▸ **EXTRACT TO READ**

Cool, Miko. I swear I saw the presidential sugar packets somewhere as a kid.

Does anyone know why Taco Bell's Fire Sauce has soy sauce as an ingredient? For umami-ness, maybe?
posted by cog_nate at 7:01 PM on March 5, 2008


I love how McDonald's hasn't changed their preserves packet design since 1990. It's the same design I remember as a child, so I expect the general form goes even further back.
posted by jedicus at 7:37 PM on March 5, 2008


Every once in a while something reaffirms my faith in the world. This is one of those things.
posted by dirtdirt at 7:59 PM on March 5, 2008


Fantastic.
posted by chococat at 8:21 PM on March 5, 2008


I was going to say how many Taco Bell packet sayings he missed, and then I noticed the January, 2005 date on the "NEWS" item as well.

▸ **EXCERPTED DATA**
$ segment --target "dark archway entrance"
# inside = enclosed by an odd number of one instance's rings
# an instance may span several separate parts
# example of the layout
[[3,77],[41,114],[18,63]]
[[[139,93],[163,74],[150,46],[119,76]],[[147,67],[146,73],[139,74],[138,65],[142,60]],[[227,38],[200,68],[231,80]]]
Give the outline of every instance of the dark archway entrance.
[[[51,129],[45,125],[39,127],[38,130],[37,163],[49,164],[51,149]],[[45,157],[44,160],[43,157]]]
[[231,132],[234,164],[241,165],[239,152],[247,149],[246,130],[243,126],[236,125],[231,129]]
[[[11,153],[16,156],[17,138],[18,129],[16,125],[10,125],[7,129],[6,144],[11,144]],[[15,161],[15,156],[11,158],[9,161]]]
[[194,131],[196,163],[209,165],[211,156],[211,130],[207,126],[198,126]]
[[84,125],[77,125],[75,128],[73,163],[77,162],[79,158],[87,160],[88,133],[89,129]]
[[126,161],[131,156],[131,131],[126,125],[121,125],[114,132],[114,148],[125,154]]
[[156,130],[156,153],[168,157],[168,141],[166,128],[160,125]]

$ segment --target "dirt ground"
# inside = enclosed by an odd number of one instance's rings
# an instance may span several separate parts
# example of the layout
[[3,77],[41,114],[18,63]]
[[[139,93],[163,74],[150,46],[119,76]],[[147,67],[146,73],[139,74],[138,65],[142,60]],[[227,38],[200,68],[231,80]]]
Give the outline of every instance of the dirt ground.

▸ **LIST OF TASKS**
- a) In the comment thread about condiment packets, which ingredient of Taco Bell's Fire Sauce does one commenter ask about?
- b) Condense the paragraph in the comment thread about condiment packets that begins "I love how McDonald's" into a single sentence that keeps its main facts.

▸ **ANSWERS BY TASK**
- a) Soy sauce.

- b) McDonald's has kept the same preserves packet design since 1990, the one the writer remembers from childhood, and the writer expects its general form goes back even further.